--- Task description ---
All lines in the data bearing the string "instance" should be identified and copied.

(Segmentation mask data)

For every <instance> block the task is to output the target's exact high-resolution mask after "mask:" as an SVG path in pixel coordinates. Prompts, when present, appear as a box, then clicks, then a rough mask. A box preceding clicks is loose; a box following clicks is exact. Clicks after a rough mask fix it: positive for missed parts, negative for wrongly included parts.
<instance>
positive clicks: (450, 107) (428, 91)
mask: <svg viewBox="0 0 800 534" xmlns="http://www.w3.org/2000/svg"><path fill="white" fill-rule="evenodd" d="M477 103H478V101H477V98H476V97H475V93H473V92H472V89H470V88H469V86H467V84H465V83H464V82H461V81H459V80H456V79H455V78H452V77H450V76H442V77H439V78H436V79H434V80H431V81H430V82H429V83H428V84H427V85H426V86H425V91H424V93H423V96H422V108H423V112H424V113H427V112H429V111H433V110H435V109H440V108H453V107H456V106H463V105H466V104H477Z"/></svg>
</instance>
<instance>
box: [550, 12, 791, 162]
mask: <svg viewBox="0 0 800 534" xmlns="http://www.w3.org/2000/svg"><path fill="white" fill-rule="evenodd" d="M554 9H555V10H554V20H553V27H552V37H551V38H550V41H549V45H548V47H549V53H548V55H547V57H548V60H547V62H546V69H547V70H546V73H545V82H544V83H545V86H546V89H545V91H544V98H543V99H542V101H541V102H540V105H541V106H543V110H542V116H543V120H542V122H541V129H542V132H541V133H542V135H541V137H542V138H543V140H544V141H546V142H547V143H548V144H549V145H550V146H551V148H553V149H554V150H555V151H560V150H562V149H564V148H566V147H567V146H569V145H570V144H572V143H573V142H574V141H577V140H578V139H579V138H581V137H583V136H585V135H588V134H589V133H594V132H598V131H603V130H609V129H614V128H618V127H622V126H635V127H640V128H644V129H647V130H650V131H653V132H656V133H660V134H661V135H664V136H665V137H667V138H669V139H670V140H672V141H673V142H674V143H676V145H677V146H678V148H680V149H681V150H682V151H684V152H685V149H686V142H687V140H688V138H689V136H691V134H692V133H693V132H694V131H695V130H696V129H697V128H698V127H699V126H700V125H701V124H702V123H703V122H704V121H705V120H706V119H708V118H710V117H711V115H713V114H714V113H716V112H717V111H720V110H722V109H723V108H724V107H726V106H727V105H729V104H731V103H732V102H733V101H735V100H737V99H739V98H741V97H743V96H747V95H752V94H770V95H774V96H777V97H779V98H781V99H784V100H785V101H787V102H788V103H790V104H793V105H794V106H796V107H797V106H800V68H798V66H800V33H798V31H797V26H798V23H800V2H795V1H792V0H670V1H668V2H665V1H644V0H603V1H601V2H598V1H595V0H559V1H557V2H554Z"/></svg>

--- Exercise result ---
For every <instance> block the task is to output the target's exact high-resolution mask after "mask:" as an SVG path in pixel coordinates. Prompts, when present, appear as a box, then clicks, then a rough mask. A box preceding clicks is loose; a box following clicks is exact. Clicks after a rough mask fix it: positive for missed parts, negative for wrongly included parts.
<instance>
</instance>
<instance>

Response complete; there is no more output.